Conta, per favore, quante righe dei record contengono la parola "backdrop", tenendo conto di maiuscole e minuscole. Riporta soltanto il numero.
─── RECORD DEL DATASET
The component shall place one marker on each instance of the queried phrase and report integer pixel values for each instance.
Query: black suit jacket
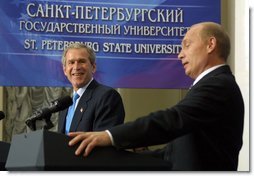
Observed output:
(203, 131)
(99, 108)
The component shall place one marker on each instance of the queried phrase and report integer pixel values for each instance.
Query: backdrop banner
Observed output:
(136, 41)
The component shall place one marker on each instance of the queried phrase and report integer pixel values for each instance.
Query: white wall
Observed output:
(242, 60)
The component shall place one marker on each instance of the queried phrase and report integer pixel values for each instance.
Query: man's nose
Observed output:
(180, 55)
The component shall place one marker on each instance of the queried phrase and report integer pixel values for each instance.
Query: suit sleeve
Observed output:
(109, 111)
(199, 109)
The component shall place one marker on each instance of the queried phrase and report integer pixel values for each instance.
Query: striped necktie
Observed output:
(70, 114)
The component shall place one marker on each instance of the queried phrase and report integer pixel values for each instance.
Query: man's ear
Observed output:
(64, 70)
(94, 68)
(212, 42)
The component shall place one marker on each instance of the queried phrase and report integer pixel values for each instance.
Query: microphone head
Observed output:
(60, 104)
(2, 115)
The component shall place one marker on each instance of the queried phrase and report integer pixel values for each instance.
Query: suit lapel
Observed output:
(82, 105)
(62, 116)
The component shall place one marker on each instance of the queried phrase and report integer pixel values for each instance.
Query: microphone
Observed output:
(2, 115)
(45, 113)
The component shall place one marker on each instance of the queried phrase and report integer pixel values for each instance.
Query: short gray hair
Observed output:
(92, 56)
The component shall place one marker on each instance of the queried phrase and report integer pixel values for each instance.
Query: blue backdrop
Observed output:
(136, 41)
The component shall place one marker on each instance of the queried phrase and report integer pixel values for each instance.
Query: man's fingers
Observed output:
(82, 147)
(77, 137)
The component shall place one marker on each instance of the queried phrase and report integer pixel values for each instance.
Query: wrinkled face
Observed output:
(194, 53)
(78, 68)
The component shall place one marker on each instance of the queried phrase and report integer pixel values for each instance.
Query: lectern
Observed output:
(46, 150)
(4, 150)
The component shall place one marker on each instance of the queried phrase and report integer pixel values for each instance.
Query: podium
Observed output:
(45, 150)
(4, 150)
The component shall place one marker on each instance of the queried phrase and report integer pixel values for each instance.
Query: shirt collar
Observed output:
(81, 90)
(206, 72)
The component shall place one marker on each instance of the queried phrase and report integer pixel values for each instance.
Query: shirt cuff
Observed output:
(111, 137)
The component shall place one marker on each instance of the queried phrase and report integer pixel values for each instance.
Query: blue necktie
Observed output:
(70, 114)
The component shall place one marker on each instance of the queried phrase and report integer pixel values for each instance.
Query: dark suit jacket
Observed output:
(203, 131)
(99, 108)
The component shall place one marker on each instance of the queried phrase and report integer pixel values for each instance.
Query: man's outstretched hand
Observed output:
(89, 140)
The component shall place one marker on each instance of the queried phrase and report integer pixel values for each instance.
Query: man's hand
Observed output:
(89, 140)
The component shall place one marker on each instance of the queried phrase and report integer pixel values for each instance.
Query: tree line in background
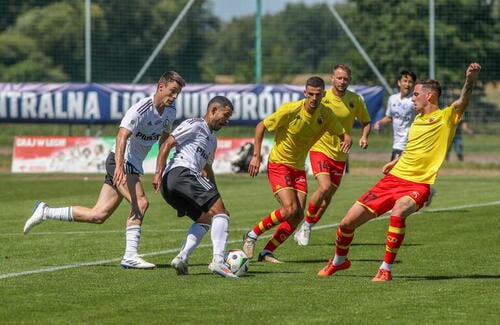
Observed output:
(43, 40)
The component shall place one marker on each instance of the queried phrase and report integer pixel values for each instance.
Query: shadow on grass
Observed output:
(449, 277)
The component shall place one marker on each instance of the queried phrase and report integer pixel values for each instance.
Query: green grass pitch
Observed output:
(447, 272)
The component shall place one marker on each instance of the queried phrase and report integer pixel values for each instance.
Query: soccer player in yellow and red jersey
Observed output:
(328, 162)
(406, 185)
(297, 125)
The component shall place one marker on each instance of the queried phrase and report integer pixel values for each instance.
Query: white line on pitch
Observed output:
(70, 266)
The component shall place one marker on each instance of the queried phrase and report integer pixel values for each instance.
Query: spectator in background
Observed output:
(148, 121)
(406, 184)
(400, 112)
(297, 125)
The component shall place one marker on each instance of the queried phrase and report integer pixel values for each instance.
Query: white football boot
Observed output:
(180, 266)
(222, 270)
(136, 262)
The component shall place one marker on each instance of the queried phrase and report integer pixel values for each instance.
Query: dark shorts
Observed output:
──────
▸ **SOLUZIONE ESERCIZIO**:
2